> **TASK INSTRUCTIONS**: Treat the line containing "target: jacket sleeve" as the first line and the final line of the material below as the last; reproduce that range exactly.
— begin RECORDS SUPPLIED —
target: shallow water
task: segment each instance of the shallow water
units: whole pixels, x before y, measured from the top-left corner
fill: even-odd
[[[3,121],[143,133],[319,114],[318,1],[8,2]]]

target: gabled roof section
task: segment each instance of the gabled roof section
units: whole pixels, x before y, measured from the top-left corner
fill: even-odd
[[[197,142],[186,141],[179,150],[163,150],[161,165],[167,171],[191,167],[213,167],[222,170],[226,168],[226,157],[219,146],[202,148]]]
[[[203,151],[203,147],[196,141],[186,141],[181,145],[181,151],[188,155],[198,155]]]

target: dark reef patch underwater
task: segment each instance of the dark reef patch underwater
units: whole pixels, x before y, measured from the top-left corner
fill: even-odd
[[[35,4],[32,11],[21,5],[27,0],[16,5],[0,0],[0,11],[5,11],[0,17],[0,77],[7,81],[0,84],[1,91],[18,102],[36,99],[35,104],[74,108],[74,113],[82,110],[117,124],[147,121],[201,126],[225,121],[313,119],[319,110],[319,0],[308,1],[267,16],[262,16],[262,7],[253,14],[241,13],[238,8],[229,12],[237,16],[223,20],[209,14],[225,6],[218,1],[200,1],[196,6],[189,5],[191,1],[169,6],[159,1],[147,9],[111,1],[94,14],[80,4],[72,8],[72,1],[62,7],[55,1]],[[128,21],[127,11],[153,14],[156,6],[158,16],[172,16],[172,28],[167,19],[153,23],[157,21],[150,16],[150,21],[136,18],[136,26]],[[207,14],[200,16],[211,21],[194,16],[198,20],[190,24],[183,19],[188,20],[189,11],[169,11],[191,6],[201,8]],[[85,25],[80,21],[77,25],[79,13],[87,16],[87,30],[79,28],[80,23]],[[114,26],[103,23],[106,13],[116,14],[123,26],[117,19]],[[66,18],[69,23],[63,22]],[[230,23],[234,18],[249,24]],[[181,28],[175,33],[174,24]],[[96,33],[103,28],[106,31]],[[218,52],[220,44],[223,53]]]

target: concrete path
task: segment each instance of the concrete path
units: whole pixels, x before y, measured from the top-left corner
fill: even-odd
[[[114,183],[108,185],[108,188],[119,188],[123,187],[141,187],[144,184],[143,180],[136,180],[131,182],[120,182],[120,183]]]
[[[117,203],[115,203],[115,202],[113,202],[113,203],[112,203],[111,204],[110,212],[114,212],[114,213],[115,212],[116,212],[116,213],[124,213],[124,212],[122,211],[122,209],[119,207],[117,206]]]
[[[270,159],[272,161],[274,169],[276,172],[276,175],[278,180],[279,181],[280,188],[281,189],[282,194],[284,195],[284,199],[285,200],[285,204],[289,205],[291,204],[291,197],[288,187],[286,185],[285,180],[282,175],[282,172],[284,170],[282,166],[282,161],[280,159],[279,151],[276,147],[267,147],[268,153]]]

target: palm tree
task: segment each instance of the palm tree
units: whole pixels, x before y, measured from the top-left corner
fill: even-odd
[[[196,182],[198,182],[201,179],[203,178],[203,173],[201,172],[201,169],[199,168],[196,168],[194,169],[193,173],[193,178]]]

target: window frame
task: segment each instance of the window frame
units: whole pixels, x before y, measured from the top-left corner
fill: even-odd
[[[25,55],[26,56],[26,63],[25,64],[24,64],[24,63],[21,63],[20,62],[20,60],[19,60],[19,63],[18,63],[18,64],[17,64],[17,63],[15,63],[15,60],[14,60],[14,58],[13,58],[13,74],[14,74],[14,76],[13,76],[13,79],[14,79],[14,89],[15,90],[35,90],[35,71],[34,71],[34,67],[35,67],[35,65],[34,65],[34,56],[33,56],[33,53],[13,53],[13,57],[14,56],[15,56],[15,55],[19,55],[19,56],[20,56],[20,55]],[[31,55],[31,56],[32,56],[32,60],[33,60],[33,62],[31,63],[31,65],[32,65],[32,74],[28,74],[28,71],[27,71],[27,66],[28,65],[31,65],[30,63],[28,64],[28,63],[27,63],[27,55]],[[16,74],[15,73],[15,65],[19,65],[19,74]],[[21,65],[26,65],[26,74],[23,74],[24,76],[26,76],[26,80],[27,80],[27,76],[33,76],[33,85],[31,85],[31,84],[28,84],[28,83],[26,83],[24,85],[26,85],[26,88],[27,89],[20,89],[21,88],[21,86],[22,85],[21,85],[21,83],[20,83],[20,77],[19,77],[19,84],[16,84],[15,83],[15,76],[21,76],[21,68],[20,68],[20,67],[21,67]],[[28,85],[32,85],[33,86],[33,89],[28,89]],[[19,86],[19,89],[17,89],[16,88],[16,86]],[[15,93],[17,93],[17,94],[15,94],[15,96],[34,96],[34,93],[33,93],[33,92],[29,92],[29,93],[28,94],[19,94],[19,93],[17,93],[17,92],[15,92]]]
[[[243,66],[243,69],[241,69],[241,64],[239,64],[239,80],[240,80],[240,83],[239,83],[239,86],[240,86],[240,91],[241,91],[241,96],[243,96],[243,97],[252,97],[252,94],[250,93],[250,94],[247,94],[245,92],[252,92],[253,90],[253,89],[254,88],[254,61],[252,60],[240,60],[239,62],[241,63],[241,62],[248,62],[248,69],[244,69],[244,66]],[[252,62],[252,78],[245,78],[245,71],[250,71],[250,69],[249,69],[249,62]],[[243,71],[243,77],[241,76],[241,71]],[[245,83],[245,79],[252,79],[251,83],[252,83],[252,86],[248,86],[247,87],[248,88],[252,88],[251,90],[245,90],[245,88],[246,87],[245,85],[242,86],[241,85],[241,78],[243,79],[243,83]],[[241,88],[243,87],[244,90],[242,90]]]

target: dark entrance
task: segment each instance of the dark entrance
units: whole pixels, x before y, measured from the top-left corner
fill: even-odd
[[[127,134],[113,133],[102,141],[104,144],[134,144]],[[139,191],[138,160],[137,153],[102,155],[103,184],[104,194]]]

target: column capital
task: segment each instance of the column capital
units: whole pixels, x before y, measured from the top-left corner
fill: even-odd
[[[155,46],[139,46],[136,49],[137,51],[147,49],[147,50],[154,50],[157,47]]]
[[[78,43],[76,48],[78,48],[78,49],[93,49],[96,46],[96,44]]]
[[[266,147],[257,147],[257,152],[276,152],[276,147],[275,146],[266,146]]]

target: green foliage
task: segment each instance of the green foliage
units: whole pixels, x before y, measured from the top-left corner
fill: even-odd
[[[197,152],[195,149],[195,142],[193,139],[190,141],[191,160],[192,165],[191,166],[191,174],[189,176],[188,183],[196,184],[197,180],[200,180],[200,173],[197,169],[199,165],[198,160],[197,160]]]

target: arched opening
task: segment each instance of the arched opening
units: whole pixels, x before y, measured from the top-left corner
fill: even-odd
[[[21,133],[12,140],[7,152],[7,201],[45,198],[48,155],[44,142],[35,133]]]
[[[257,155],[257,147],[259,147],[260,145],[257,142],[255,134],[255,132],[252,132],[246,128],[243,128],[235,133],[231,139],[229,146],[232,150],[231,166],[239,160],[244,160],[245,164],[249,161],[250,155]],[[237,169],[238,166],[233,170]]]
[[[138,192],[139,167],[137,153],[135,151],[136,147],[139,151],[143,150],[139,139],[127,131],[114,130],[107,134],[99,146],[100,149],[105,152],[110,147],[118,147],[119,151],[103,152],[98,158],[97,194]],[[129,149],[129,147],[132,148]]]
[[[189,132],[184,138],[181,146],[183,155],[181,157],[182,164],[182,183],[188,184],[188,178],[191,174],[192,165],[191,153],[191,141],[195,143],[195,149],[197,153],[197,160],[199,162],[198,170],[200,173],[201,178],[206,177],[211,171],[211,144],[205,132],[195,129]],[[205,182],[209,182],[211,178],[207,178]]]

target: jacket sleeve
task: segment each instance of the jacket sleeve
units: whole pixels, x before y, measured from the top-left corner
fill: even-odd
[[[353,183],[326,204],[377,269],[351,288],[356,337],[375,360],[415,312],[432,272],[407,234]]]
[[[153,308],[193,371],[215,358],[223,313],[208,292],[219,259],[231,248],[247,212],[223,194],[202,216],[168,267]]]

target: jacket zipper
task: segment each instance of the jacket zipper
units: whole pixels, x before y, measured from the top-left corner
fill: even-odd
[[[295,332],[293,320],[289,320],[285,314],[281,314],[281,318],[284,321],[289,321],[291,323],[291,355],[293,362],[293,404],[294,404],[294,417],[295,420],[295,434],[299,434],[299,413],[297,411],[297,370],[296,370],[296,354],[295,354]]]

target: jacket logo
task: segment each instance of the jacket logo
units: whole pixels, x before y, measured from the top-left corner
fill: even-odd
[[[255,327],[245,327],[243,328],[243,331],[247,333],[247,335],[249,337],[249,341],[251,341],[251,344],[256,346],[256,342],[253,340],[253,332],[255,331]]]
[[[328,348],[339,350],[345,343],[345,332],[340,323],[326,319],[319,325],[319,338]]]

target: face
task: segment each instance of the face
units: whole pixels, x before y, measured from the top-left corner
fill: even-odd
— end RECORDS SUPPLIED —
> **CORRECT ANSWER**:
target: jacket sleeve
task: segment each instance of the jacket sleeve
units: whole pixels, x before y, measured from the top-left corner
fill: even-odd
[[[353,183],[326,204],[377,269],[351,288],[356,337],[375,360],[415,312],[432,272],[407,234]]]
[[[153,308],[193,371],[215,358],[223,313],[208,292],[219,259],[231,248],[247,212],[223,194],[202,216],[168,267]]]

target: jacket zipper
task: segment each instance of the jacket zipper
units: whole pixels, x before y, measured from the top-left corner
fill: even-odd
[[[295,332],[293,320],[289,320],[285,314],[281,314],[281,318],[284,321],[289,321],[291,323],[291,355],[293,362],[293,404],[294,404],[294,417],[295,420],[295,434],[299,434],[299,413],[297,411],[297,370],[296,370],[296,354],[295,354]]]

target: jacket logo
task: segment each instance of the jacket logo
units: whole pixels, x before y, measured from the top-left corner
fill: even-odd
[[[255,327],[245,327],[243,328],[243,331],[247,333],[247,335],[249,337],[249,341],[251,341],[251,344],[256,346],[256,342],[253,340],[253,332],[255,331]]]
[[[328,348],[339,350],[345,343],[345,332],[340,323],[326,319],[319,325],[319,338]]]

target: face
task: segment each instance of the face
units: whole pixels, x before y, measured from the top-left corner
fill: even-odd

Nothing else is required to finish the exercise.